[START OF Source text]

Showing posts with label discovery. Show all posts
Showing posts with label discovery. Show all posts
Friday, April 12, 2013
Asana & Mind: Twisting as a State not an Action
Don't we imagine that the goal is to twist as far as we possibly can? Of course we all begin with striving and measuring how we think we do in relation to images in our mind or presented by the bodies next to us. The next stage is our effort to identify what is happening and how it happens and in doing that we get attached to the specifics like pressing into the thumb and index finger in downward facing dog or focusing on drawing the left ribs towards the back body or towards the ceiling in a spinal twist. But these are not the goals nor are they really the pivotal mechanisms in that down dog or spinal twist, warrior or headstand. We can only find our way once we see where it is in our self that yearns and overworks, where our energy disconnects or pools, and how our judging mind blocks our path and builds our habitual patterns. Yes, there is a building of familiarity with how the body works, and our own body in particular, but the twist is more about opening the mind, than seeing the room behind you.
Beginning, we open our attention to new places in the body and experience our own efforts with both wariness and awareness. Once we feel the outer edge of that foot in a standing pose and discover the internal shift it takes to feel the inner heel at the same time, we can stop focusing on that and begin to follow the line up the body, balancing the pelvis between the legs, then drawing the energy up the legs and in towards the pelvis and then moving our awareness from place to place, adjusting the fulcrum of our attention and effort. In beginning we must activate an acuity of attention and forge a balance in our awareness and effort.

[END OF Source text]
[START OF Extracted material]

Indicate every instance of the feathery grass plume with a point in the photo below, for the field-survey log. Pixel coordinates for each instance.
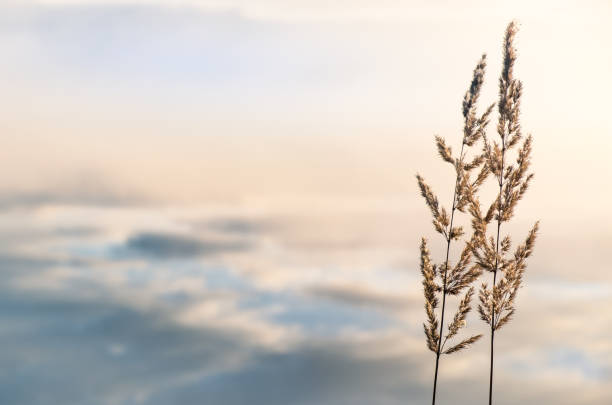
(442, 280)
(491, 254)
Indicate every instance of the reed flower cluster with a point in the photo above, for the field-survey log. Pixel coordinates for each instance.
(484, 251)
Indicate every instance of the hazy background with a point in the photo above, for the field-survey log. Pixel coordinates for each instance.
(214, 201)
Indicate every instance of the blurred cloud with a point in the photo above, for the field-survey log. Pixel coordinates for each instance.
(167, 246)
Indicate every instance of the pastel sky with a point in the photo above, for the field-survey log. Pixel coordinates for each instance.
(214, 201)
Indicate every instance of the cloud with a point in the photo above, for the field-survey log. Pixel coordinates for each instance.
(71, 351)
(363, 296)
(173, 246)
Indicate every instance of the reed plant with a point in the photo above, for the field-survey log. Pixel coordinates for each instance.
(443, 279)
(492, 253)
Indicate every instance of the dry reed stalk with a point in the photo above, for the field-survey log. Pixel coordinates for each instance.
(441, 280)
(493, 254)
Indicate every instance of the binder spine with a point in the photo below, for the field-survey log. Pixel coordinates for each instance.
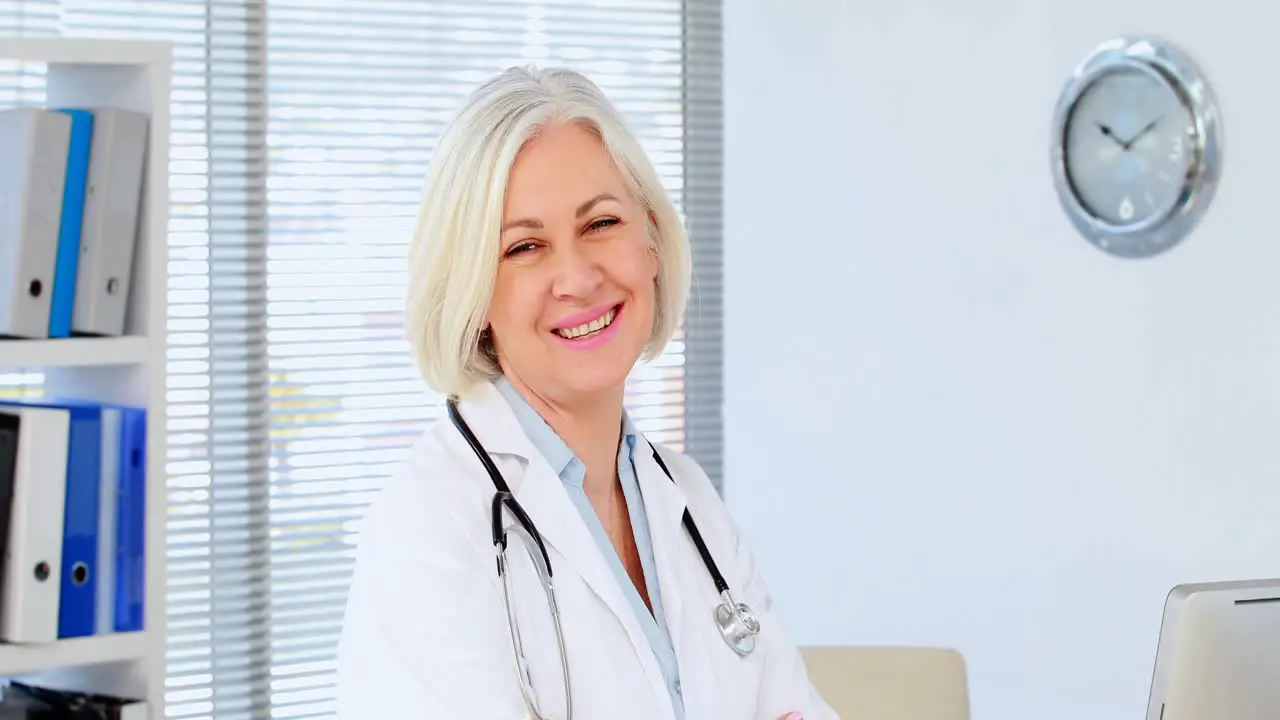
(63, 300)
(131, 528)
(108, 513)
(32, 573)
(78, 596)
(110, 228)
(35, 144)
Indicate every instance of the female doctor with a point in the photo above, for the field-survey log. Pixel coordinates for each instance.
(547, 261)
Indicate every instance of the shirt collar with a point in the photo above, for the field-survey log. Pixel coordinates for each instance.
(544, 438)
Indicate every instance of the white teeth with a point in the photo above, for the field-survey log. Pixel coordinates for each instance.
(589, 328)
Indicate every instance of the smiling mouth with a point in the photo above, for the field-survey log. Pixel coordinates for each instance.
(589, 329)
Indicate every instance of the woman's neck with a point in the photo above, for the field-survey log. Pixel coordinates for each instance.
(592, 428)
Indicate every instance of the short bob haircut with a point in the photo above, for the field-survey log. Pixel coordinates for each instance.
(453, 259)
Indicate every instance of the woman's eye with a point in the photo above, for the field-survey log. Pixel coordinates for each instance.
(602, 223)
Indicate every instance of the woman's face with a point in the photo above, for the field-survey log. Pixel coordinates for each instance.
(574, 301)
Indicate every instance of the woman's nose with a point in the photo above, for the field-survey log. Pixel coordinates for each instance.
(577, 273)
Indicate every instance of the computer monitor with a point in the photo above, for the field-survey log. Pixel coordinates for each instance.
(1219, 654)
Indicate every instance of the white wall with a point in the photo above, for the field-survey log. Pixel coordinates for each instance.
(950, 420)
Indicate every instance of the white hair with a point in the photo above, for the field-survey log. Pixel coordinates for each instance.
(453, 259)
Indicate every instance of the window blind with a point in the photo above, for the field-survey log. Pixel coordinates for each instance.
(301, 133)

[END OF Extracted material]
[START OF Extracted material]

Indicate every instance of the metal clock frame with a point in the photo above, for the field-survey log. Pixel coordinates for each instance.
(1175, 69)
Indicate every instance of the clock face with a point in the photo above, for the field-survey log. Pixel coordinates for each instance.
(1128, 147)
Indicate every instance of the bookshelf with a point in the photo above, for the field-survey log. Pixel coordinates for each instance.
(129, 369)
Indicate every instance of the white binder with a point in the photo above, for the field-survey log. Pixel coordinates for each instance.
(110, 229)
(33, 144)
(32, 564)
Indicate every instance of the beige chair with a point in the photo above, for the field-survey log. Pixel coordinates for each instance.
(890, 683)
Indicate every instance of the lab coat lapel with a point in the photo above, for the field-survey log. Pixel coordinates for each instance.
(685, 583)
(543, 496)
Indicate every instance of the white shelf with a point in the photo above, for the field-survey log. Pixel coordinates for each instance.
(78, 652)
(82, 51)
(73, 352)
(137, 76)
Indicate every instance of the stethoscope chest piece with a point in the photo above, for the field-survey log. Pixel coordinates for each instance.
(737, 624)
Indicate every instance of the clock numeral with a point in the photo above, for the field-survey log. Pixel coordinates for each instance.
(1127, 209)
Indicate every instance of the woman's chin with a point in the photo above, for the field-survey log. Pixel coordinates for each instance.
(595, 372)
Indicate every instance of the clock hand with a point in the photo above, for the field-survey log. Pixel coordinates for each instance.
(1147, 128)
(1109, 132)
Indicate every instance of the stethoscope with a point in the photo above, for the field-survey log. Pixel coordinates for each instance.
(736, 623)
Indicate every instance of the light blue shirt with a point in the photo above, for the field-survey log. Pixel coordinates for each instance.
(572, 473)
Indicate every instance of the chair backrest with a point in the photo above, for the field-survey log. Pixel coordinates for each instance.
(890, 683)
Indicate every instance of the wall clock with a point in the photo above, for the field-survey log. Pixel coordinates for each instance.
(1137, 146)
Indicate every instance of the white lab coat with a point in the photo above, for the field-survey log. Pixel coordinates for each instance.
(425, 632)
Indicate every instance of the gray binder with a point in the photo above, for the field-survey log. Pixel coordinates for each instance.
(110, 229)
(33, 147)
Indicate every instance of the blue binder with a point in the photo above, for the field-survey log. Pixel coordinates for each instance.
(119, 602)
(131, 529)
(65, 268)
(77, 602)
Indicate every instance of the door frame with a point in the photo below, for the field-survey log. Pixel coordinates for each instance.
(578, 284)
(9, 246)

[END OF Extracted material]

### Stated task 1
In the post on twisting, what is the twist said to be more about than seeing the room behind you?
### Stated task 2
From the post on twisting, write out everything from "Beginning, we open" down to "awareness and effort.".
These entries have no role here.

### Correct result 1
Opening the mind.

### Correct result 2
Beginning, we open our attention to new places in the body and experience our own efforts with both wariness and awareness. Once we feel the outer edge of that foot in a standing pose and discover the internal shift it takes to feel the inner heel at the same time, we can stop focusing on that and begin to follow the line up the body, balancing the pelvis between the legs, then drawing the energy up the legs and in towards the pelvis and then moving our awareness from place to place, adjusting the fulcrum of our attention and effort. In beginning we must activate an acuity of attention and forge a balance in our awareness and effort.